_Required task_. Using the entries below, output exactly the line containing "In this picture, where can the deer nose" and all lines that follow it to the end.

(Raw records)

================================

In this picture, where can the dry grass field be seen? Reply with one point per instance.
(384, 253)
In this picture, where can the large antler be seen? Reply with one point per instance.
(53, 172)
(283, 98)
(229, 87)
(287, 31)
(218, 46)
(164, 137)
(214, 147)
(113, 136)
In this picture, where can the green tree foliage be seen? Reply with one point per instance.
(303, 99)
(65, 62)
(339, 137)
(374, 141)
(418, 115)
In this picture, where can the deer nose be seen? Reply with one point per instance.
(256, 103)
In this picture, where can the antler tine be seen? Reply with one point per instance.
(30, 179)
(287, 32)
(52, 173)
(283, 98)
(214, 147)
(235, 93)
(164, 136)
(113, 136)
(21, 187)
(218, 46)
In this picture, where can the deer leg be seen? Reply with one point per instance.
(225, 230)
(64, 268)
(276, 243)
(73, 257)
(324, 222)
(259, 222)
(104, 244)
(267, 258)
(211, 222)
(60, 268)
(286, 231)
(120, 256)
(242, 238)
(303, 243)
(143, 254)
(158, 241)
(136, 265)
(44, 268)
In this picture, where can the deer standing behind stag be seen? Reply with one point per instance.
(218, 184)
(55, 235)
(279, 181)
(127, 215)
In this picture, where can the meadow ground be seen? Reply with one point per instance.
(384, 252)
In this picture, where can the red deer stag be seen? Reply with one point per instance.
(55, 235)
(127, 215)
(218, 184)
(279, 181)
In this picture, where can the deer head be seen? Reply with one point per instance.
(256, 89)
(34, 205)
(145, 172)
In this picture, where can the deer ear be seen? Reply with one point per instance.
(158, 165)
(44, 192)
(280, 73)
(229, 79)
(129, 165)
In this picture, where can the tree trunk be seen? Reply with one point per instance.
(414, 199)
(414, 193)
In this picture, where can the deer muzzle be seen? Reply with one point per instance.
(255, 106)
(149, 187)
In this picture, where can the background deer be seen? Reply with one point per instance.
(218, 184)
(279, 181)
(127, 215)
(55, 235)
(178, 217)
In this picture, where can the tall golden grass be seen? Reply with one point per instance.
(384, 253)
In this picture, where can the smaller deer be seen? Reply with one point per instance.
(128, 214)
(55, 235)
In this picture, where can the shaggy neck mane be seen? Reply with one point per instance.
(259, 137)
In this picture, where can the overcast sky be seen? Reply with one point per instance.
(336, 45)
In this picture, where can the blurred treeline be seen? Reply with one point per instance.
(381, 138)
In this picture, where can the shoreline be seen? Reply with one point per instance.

================================

_Complete output_.
In this picture, where can the deer nose be seen? Reply with one point per instance.
(256, 103)
In this picture, where can the antler tine be seen? Reply with one point per instance.
(30, 179)
(287, 32)
(52, 173)
(283, 98)
(214, 147)
(235, 93)
(164, 136)
(113, 136)
(21, 187)
(218, 46)
In this picture, where can the deer leg be seen? Reply with one point per instance.
(225, 230)
(64, 268)
(276, 243)
(73, 257)
(324, 222)
(259, 222)
(104, 244)
(267, 258)
(211, 222)
(60, 268)
(286, 231)
(120, 256)
(242, 238)
(303, 243)
(143, 254)
(158, 241)
(136, 265)
(44, 268)
In this picture, where can the deer standing behind stag be seen? Reply with one point per instance.
(218, 184)
(55, 235)
(279, 181)
(127, 215)
In this picture, where can the meadow ground be seen? Reply with one point per instance.
(384, 252)
In this picture, where can the red deer stag be seen? Reply with one point per instance.
(55, 235)
(127, 215)
(218, 184)
(279, 181)
In this picture, where can the deer head be seen? Reply with one point per instance.
(256, 89)
(34, 205)
(145, 172)
In this picture, where can the deer ear be seen? Reply with one point per instance.
(158, 165)
(44, 192)
(280, 73)
(229, 79)
(129, 165)
In this picture, where can the tree trunk be seen? Reply with one point per instance.
(414, 199)
(414, 193)
In this picture, where can the deer muzzle be seen? Reply with one point per instance.
(255, 106)
(149, 187)
In this picture, where can the background deer be seen? Reply with one point per instance.
(218, 184)
(279, 181)
(127, 215)
(55, 235)
(178, 217)
In this picture, where can the tall golden grass be seen? Reply with one point per instance.
(384, 253)
In this picture, where can the smaller deer be seen? Reply with one point per instance.
(128, 214)
(55, 235)
In this picture, where can the shaggy neck mane be seen? Reply with one point per instance.
(259, 137)
In this picture, where can the overcast sky be seen? Reply with one point per instance.
(336, 45)
In this picture, where can the blurred treeline be seen? Reply with one point per instance.
(381, 138)
In this picture, where can the shoreline be seen? Reply with one point per instance.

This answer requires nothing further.